# Page
● ● ● ● ●
Etats-Unis : -55 °C, 150.000 foyers privés d’électricité…
Tout savoir sur la « bombe cyclonique » qui congèle le pays
A l’aube vendredi, « plus de 240 millions de personnes aux Etats-Unis (soit plus de 70 % de la population) étaient concernées par des alertes » météos hivernales
- Depuis jeudi, une tempête de froid glaciale, accompagnée de forts vents, de neige et de blizzard paralyse la partie nord des Etats-Unis.
- Ce lundi matin, les autorités des différents Etats recensaient au total 47 décès dans neuf Etats.
- Plus de 300.000 foyers américains et canadiens ont été privés d’électricité.
« J’ai connu toutes les grandes tempêtes hivernales des 60 dernières années. […]
Celle-ci est la pire », a lancé ce dimanche Kathy Hochul, la gouverneure de l’Etat de New York.
Depuis quelques jours, les Etats-Unis sont frappés par une tempête de froid polaire, notamment au Nord, dans la région des Grands lacs.
Des vents très forts, du blizzard et des chutes de neige ont fait baisser le mercure en plaine à jusqu’à -31 °C, voire -55 °C en températures ressenties.
Jusqu’ici, plus d’une trentaine de décès ont été confirmés dans neuf Etats. a privé en électricité plus de 300.000 foyers .
Quand a commencé cette méga tempête ?
Jeudi, les premiers effets d’une tempête comme on n’en voit « qu’une fois par génération » se sont fait ressentir dans une grande partie des Etats-Unis.
Face à l’envie de millions d’Américains de rejoindre leurs familles pour les fêtes de fin d’année, les autorités ont appelé au calme et à rester chez soi.
« S’il vous plaît, prenez cette tempête extrêmement au sérieux, a exhorté jeudi le président Joe Biden.
J’encourage tout le monde (…) à écouter les mises en garde au niveau local. »
A l’aube vendredi, plus de 240 millions de personnes (soit plus de 70 % de la population du pays) étaient concernées par des alertes météos hivernales.
Depuis, plusieurs Etats du Nord ont déclaré l’état d’urgence, comme New York, l’Oklahoma, le Kentucky, la Géorgie et la Caroline du Nord. Les Américains grelottent jusqu’au Texas, dans le Sud.
Jeudi, les routes étaient déjà recouvertes de neige et de nombreux accidents ont été signalés par les médias.
● ● ● ● ●
# Enregistrements

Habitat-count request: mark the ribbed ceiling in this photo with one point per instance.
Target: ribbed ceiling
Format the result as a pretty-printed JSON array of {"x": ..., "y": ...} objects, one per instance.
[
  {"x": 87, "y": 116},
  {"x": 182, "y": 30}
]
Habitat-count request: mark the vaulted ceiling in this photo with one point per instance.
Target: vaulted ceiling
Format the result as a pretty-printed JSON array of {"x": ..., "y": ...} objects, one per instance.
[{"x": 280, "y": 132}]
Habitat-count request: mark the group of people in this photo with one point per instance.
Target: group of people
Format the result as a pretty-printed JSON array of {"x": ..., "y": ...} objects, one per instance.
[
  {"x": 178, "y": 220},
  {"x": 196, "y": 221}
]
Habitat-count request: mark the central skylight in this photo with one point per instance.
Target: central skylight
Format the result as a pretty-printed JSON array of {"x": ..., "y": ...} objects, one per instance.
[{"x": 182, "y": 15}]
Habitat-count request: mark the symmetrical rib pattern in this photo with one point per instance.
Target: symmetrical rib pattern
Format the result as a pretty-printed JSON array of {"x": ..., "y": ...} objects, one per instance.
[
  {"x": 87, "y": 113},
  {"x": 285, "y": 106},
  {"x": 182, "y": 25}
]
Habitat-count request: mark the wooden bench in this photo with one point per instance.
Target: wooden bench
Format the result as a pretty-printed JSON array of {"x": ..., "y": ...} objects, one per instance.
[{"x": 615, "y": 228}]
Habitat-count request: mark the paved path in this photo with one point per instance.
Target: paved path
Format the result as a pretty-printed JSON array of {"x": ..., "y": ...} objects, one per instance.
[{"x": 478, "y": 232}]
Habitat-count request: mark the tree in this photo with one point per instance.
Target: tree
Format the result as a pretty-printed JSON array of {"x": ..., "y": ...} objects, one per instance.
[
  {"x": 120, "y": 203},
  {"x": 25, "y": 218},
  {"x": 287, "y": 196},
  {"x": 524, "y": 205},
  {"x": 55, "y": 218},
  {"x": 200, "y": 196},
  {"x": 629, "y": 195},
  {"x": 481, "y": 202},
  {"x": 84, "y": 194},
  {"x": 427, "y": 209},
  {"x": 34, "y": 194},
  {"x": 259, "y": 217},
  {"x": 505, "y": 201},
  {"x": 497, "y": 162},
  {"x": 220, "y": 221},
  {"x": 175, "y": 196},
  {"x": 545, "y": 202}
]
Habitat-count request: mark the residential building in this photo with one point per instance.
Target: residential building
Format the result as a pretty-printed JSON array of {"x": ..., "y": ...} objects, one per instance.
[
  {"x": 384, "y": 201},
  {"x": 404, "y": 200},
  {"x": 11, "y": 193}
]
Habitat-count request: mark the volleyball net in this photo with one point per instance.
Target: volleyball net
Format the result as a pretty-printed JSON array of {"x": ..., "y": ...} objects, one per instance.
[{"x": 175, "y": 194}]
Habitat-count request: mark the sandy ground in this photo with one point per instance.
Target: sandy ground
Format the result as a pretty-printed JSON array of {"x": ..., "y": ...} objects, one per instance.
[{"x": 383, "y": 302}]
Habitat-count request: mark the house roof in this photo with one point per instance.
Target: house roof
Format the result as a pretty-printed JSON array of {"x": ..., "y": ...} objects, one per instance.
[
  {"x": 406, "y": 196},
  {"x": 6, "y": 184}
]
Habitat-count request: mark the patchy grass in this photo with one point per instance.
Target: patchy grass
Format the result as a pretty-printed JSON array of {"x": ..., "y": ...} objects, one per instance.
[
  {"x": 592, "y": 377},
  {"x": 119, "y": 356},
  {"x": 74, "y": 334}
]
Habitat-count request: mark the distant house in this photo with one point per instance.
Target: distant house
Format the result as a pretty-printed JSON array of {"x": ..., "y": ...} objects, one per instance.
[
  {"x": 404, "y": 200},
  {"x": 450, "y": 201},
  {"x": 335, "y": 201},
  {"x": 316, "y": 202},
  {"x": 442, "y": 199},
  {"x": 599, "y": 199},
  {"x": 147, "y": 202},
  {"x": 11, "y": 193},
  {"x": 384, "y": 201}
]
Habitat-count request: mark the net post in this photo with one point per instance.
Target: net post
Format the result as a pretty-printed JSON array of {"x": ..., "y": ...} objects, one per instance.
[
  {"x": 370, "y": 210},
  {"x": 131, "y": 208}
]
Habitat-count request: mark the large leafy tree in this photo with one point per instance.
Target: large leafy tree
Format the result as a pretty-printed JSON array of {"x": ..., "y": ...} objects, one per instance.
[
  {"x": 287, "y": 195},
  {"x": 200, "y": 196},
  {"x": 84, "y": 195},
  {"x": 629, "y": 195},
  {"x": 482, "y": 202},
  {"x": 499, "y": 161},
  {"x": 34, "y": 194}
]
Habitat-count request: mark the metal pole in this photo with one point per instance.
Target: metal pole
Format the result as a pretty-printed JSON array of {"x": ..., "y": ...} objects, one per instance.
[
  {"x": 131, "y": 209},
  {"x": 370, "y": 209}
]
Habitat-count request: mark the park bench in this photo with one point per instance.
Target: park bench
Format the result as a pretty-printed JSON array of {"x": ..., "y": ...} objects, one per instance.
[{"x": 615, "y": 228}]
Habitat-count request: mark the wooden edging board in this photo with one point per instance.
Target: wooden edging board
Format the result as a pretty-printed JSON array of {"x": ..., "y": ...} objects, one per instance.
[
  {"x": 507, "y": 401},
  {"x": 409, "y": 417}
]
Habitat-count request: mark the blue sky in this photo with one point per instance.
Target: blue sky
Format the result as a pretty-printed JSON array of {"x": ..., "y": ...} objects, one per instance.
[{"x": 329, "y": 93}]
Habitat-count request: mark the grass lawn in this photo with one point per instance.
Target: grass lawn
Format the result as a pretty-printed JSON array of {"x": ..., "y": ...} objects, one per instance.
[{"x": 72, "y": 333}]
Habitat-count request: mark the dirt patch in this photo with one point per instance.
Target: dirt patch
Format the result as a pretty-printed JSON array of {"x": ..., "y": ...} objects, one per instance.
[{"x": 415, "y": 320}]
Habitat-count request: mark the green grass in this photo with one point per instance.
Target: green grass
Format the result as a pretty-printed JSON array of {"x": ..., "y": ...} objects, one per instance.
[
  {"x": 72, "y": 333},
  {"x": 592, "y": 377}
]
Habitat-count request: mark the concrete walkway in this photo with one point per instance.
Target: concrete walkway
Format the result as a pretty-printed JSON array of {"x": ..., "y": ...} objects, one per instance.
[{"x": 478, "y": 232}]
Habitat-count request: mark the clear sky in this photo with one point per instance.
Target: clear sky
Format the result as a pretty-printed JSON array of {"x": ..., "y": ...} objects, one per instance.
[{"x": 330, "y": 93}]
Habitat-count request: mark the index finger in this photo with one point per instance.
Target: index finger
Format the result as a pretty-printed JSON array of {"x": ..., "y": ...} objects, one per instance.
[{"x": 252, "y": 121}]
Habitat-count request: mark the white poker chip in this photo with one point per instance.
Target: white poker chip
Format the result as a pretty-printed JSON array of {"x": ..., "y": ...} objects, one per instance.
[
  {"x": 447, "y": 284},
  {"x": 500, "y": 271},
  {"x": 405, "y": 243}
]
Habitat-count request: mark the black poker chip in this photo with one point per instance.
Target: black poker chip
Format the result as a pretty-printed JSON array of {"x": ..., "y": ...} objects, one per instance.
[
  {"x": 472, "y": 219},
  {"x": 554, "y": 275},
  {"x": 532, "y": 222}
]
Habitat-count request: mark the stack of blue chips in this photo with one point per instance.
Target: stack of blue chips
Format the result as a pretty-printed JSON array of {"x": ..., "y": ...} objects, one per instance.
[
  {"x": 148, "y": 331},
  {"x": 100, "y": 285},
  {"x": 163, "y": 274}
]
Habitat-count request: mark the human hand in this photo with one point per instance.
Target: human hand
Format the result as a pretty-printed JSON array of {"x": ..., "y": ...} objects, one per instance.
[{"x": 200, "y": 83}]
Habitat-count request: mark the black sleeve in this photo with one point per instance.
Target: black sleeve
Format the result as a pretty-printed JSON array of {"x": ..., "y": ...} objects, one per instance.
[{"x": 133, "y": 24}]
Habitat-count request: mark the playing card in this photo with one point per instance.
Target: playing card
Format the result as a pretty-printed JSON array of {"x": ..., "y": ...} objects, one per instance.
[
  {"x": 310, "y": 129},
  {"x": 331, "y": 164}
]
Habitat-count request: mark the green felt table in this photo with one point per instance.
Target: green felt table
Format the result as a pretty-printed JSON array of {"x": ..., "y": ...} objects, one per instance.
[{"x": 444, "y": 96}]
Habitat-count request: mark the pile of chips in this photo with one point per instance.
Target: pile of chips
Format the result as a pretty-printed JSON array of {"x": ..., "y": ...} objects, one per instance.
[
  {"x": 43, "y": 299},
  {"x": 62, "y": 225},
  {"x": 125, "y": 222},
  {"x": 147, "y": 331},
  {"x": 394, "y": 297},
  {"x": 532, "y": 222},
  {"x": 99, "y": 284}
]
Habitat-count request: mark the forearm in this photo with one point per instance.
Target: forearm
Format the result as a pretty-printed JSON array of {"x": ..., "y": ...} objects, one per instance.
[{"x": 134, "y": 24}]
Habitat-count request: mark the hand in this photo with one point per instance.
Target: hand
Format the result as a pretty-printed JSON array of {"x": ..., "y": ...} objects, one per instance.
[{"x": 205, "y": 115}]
● ● ● ● ●
# Consigne 1
Reproduisez le passage de l'article sur la tempête, entre « Jeudi, les premiers » et « alertes météos hivernales. » inclus.
# Consigne 2
D'après l'article sur la tempête, combien de décès les autorités recensaient-elles au total ce lundi matin ?

# Réponse finale 1
Jeudi, les premiers effets d’une tempête comme on n’en voit « qu’une fois par génération » se sont fait ressentir dans une grande partie des Etats-Unis.
Face à l’envie de millions d’Américains de rejoindre leurs familles pour les fêtes de fin d’année, les autorités ont appelé au calme et à rester chez soi.
« S’il vous plaît, prenez cette tempête extrêmement au sérieux, a exhorté jeudi le président Joe Biden.
J’encourage tout le monde (…) à écouter les mises en garde au niveau local. »
A l’aube vendredi, plus de 240 millions de personnes (soit plus de 70 % de la population du pays) étaient concernées par des alertes météos hivernales.

# Réponse finale 2
47 décès, dans neuf Etats.